THE TASK:
Rewrite the passage of the conversation about love between "You're right, our" and "hearts yearn for.", inclusive, replacing "deepest desire" with "greatest longing".

TEXT PROVIDED:
Obviously, there's a dynamic that takes place between two people that ultimately reflects back to what God is looking for in a relationship with us. But Sean, I've always said this, there's nothing more beautiful in all the world than to be in a relationship with someone who's supposed to love you and they actually love you, and there's nothing more painful in all the world than to be in a relationship with someone who's supposed to love you and they don't love you. Sean, when we get love wrong, we start to begin searching frantically to fill that void, don't we? We go on a journey.

Dr. Sean McDowell: Oh, we do. I love that question, because sometimes our culture gets it right and sometimes our culture gets it wrong. I think our culture gets it right sometimes because everybody's made in God's image and there's something inside of us that wants to be loved rightly, as you indicated. I hope this example flies, but you think about the recent Marvel films with Infinity War and Endgame, two, three years ago. Endgame ends 10 years of this epic filmmaking with Iron Man willingly laying down his life as an act of courage and an act of love that everybody recognizes as the real hero intuitively, because you know what somebody loves by what they're willing to sacrifice for. When I saw that, I thought, wow, they get it right. Of course, Jesus said, "Greater love have no man than this, that a man lay down his life or a friend."

But then sometimes our culture gets love deeply mistaken, in the sense that we now have this idea that I can live my truth, and my identity is rooted in my own feelings, and my job of love is to affirm however somebody feels about themselves. If I happen to object, I'm the one who's bigoted and hateful and intolerant, et cetera. That's where our culture gets it wrong. That's where Christians have to say, "Okay, wait a minute. Love actually involves ..." You read from 1 Corinthians 13, love is when you will and act towards the objective good of another person. What's difficult about that is sometimes when you love somebody, you have to act towards their objective good. They won't see it, they won't reciprocate it, in fact, they might even be angry at you. That's exactly what happened with Jesus.

You're right, our deepest desire is to be loved. We've got to wade through these confusions in our culture and make sure we're clear on what real love is and biblical love is, because when we're experiencing it and we're given it, that's the most fulfilling life. We all just know that's what our hearts yearn for.

Dr. Tim Clinton: Sean, in the world of psychology, they often study love and look at how we're wired for love. I don't know about you, Sean, I know you married your high school sweetheart, Stephanie, I remember the first time I saw Julie, really noticed her. We were at a roller skating rink, we were attending Liberty University as freshman. Here's this girl out on the floor, she had on red pants, I'll never forget it, blonde hair. I'm telling you, my brain started going sideways. It was like, "That is amazing." You know the laws of attraction, and we're not talking about love and all this stuff.

Dr. Sean McDowell: Of course.

Dr. Tim Clinton: But Sean, there was something that starts going here. You know that? By the way, you want more of that. Whatever it is that starts happening, you just are drawn to it. You've heard people be defined as lovesick, love crazy, insane or what have you. Sean, when I started into your book, you caught me sideways because I thought, well, this is an interesting twist. Right up front, you're laying a foundation about how we have to wire ourselves if we're going to understand and look at and experience love.

PROVIDED INFORMATION:
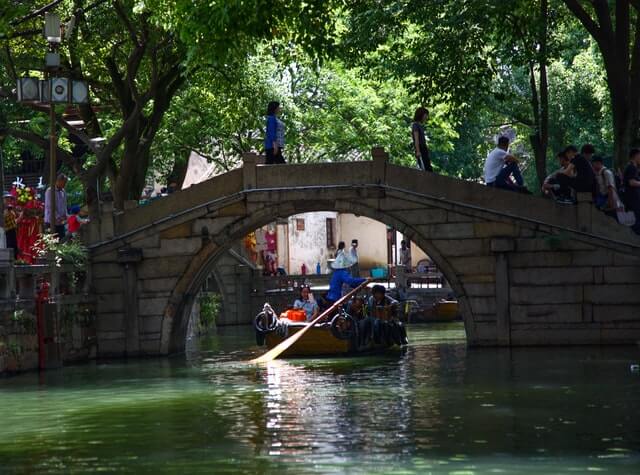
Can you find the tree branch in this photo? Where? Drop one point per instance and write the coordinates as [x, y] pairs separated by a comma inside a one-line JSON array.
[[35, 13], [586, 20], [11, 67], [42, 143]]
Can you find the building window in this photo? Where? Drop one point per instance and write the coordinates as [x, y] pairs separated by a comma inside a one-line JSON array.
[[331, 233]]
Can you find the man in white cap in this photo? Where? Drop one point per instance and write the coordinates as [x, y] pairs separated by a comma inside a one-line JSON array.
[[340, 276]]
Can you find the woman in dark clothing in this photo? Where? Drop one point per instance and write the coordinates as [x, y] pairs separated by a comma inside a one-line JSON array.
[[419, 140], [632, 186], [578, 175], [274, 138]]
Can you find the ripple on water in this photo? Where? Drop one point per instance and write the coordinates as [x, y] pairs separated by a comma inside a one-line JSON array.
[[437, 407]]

...

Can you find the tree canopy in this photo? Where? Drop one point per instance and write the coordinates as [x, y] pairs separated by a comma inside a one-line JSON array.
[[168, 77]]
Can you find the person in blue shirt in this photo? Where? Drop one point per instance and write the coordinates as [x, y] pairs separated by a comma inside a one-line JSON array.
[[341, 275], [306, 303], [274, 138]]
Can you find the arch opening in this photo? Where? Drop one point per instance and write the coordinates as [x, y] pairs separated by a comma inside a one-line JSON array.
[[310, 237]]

--

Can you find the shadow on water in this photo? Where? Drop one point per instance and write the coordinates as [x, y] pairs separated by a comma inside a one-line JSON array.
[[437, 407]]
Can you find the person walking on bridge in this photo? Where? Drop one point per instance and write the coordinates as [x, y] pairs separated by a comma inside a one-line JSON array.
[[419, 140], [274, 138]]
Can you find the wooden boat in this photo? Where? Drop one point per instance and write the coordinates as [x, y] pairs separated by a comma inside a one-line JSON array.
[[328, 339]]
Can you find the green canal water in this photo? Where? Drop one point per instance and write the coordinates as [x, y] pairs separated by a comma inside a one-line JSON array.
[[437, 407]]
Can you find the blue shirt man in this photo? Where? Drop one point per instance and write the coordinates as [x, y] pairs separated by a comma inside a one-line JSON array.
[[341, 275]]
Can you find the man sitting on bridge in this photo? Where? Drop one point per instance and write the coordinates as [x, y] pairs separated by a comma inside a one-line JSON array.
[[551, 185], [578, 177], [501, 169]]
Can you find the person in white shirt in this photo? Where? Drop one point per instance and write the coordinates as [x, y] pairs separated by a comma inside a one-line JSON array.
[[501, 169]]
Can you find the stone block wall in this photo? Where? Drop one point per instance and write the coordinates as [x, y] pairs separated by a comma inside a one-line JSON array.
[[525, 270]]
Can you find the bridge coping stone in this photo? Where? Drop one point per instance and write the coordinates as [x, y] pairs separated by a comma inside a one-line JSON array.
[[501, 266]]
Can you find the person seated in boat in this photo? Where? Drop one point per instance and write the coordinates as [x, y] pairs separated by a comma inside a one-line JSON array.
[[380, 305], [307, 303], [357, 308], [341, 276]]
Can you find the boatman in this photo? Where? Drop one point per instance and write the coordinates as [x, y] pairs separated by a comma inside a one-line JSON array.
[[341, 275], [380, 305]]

EXERCISE SOLUTION:
You're right, our greatest longing is to be loved. We've got to wade through these confusions in our culture and make sure we're clear on what real love is and biblical love is, because when we're experiencing it and we're given it, that's the most fulfilling life. We all just know that's what our hearts yearn for.